Repeat the material verbatim. Images are excluded from the copy.

Stored data entries:
>> Start

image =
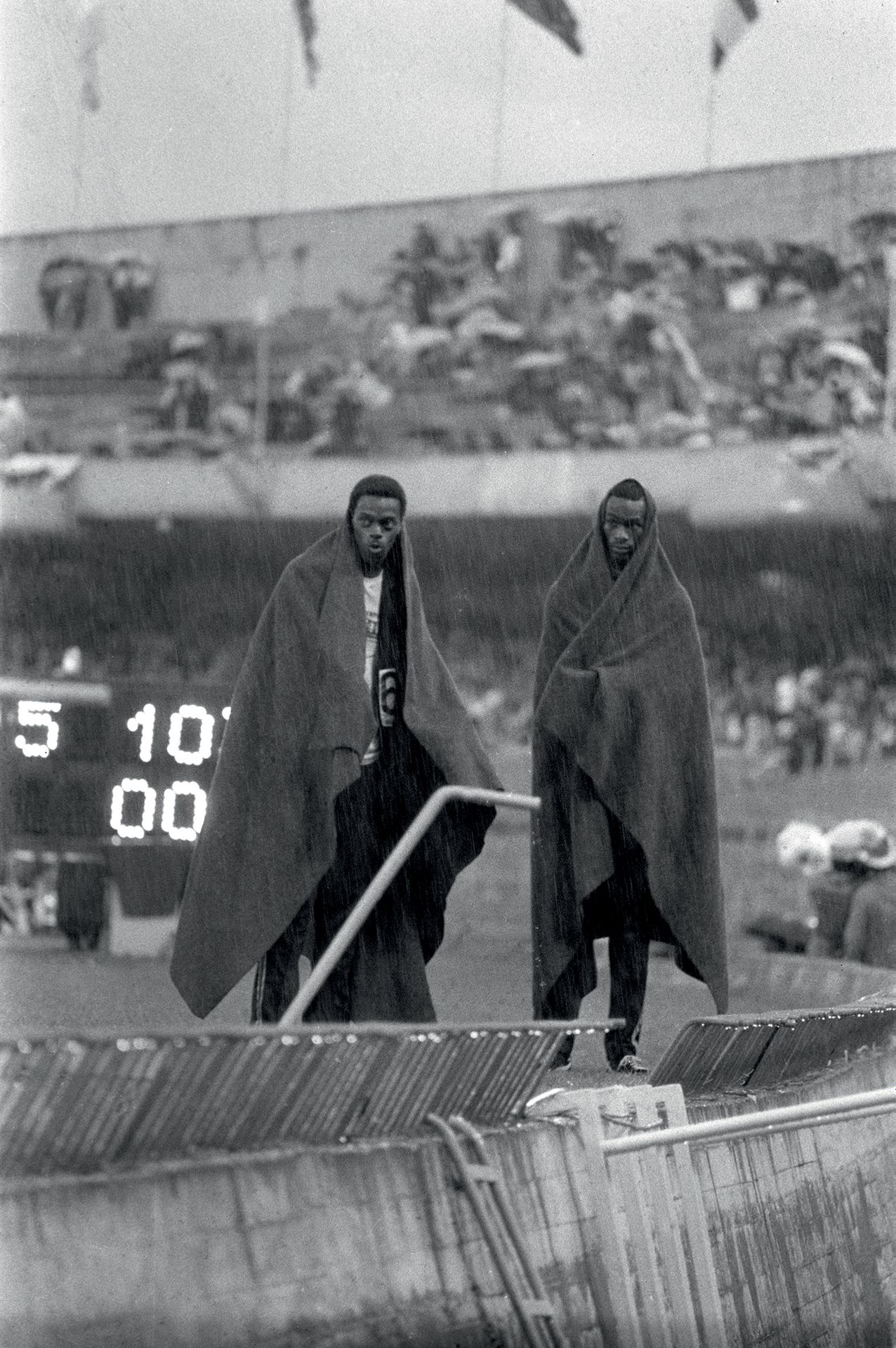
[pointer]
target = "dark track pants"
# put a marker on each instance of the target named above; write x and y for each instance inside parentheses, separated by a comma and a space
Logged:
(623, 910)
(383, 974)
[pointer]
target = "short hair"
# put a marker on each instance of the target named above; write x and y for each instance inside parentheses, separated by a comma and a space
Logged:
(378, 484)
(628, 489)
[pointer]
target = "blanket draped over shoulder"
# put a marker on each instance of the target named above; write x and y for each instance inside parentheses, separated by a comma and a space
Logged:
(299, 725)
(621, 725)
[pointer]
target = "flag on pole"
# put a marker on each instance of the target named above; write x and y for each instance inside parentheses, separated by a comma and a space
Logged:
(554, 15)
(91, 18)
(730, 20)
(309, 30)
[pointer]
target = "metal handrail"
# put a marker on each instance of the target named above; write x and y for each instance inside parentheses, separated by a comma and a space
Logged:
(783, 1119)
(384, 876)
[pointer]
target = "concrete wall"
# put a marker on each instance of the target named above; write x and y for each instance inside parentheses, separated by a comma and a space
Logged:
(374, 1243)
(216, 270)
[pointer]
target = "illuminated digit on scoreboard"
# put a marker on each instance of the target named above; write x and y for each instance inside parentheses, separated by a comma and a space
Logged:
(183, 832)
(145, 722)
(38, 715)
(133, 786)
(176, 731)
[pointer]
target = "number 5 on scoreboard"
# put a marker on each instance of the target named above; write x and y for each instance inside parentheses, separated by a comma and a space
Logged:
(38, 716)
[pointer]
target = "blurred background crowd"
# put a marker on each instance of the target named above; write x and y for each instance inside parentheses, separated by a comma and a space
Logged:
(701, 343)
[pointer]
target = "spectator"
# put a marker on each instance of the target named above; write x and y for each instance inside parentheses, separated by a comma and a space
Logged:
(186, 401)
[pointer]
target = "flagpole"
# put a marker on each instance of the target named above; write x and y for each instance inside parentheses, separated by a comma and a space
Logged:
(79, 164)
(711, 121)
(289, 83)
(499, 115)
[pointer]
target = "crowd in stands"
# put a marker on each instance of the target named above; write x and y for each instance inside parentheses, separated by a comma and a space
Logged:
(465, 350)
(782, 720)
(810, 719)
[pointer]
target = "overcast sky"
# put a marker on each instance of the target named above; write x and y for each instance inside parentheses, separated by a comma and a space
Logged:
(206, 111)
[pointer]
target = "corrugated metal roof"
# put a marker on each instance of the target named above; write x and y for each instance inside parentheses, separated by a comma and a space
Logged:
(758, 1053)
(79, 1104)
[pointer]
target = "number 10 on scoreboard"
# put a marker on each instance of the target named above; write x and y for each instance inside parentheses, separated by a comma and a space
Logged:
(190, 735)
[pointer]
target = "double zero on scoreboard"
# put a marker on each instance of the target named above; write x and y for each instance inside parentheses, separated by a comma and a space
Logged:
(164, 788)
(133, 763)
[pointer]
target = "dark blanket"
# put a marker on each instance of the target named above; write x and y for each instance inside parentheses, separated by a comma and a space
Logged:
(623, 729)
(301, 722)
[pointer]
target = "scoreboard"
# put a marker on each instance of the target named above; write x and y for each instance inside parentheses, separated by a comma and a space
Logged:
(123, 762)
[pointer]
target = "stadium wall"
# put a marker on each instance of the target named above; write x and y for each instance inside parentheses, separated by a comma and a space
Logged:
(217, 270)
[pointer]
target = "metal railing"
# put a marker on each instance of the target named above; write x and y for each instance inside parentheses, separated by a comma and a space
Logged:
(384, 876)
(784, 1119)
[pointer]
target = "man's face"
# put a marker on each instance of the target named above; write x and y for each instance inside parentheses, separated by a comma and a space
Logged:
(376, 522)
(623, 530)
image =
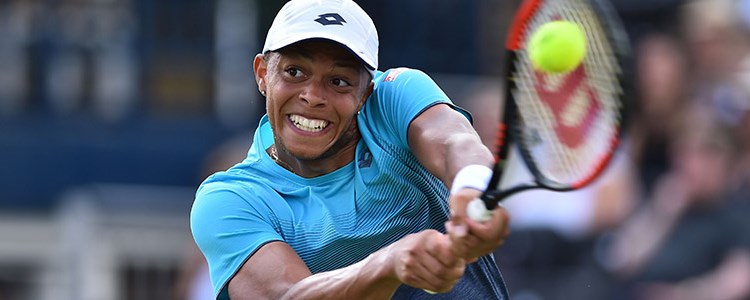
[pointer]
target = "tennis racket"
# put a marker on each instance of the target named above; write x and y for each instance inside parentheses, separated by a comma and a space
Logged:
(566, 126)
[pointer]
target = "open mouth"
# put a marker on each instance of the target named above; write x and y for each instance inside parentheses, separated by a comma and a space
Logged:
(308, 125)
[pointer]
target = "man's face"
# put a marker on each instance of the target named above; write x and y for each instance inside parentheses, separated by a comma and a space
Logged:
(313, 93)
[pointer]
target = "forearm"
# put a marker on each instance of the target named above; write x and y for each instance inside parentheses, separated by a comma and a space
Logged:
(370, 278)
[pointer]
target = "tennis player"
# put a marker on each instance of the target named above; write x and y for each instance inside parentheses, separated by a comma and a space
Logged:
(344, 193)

>> End

Result for this task -
image =
[pointer]
target = "dark track pants"
# put a marker on each instance of the target named above; write x and y for each instance inside parentheses, separated by a comma and a space
Logged:
(623, 910)
(383, 974)
[pointer]
target = "short hair"
# put a marker on each instance of the target named above; write x and y for each instance inside parentheses, separated by a comma and a space
Logged:
(378, 484)
(628, 489)
[pointer]
target = "blanket draped over shoulder"
# put a marker on each instance of the target named above; write x and y for each instance inside parentheses, separated by a comma and a space
Logged:
(299, 725)
(621, 725)
[pointer]
target = "flag on pole"
# put a marker on each instance of the target named above; write x and y for each instance inside parentheses, separated by a comma and a space
Logged:
(554, 15)
(91, 18)
(730, 20)
(309, 30)
[pointer]
target = "metal handrail"
# put a marker on each instance of the target named above; write x and y for each instance inside parentheses, separated by a comma and a space
Logged:
(783, 1119)
(384, 876)
[pointer]
target = "concrete wall"
# put a marker on each instance of the target named above; write x and y for each instance inside parentheses, separated by a comma and a space
Logged:
(374, 1243)
(216, 270)
[pointer]
target = "illuminated digit on scoreboard"
# put a marker on each instance of the target named above; write x and y for each instance inside parentheses, separated by a comma and a space
Logged:
(183, 832)
(145, 722)
(38, 715)
(133, 786)
(176, 731)
[pointer]
target = "number 5 on scoreboard"
# put a marker on each instance of the target named above; write x and y for each instance inside parentheses, separated by a comma and a space
Logged:
(38, 716)
[pointer]
target = "blurred background crowd"
# put a marker on each instance of the target named above; write x and y for each instance inside parentheses, separated by a comma and a space
Logged:
(701, 343)
[pointer]
target = "spectator"
# put a marker on each instance of the target named above; write x and y for each instance inside parentheses, separated by a comma and a space
Logged:
(186, 401)
[pointer]
target = "flagpole"
# put a marker on each instance of the target named above; write x and y for each instance inside parentheses, separated by a comma and a space
Logged:
(79, 164)
(711, 121)
(289, 83)
(499, 115)
[pointer]
target = "crowd in stands"
# put a marker on each instance of the target named above; write x and y for each instance inside parentheses, separated by a comma and a space
Logged:
(465, 350)
(782, 720)
(810, 719)
[pointer]
target = "overcast sky"
# put a marker on each instance of the target named above; write x and y for each instance inside parentheses, separated by a comma and a space
Logged:
(206, 111)
[pointer]
target = "corrugated metal roof"
# put a marker on each instance of the target named above; write x and y for each instance inside parentheses, separated by a comma and a space
Logged:
(758, 1053)
(79, 1104)
[pointer]
target = "number 10 on scoreboard"
# put a marker on each instance of the target named above; write x and y for each instance inside parentheses, separated by a comma and a space
Logged:
(190, 735)
[pointer]
target = "double zero on scoreboard"
# put a marker on each instance of the target named above; write x and y for each instance inside parentheses, separated by a comma and a space
Logged:
(164, 788)
(133, 763)
[pointer]
target = "dark blanket"
# put a marker on each instance of the target named above; write x and y for each instance inside parentheses, separated by a comma and a space
Logged:
(623, 729)
(301, 722)
[pointer]
target = "scoreboard"
# put a marker on each instance of the target named above; write x and y for each instance inside parentheses, separated by a comma and a space
Logged:
(123, 762)
[pointer]
target = "stadium wall"
# put a marker on each instance of the target named above; write x and y for each instance inside parentheses, separated by a comma and a space
Logged:
(217, 270)
[pointer]
target = "metal railing"
# put a marker on each instance of the target named above; write x and y for each instance inside parentheses, separated by a comma and a space
Logged:
(384, 876)
(784, 1119)
[pointer]
target = "man's face"
# put a marker on each instance of the target named above; write x and y for each instance inside parentheses, separated by a comma and a space
Logged:
(376, 522)
(623, 530)
image =
[pointer]
target = "tennis racket"
# put a marker on each instance of the target named above; write x and y for each instance inside parentheses, separated by a comma and a space
Logged:
(566, 126)
[pointer]
target = "open mouth"
# put a marker on each instance of the target named above; write x and y for each instance inside parentheses, separated by a comma and a space
Logged:
(308, 125)
[pointer]
target = "man's face"
# put a marker on each instance of the target named above; write x and y for each instance inside parentheses, separated by a comma and a space
Logged:
(313, 93)
[pointer]
target = "forearm"
# put a marker on each instance of the target named above; write x and y for each instance inside parentheses, separated by a comma and a space
Logged:
(370, 278)
[pointer]
target = "tennis player"
# put a marker on each instance of the target named above; write x and y for each instance inside parentheses, separated by a comma and a space
Logged:
(344, 193)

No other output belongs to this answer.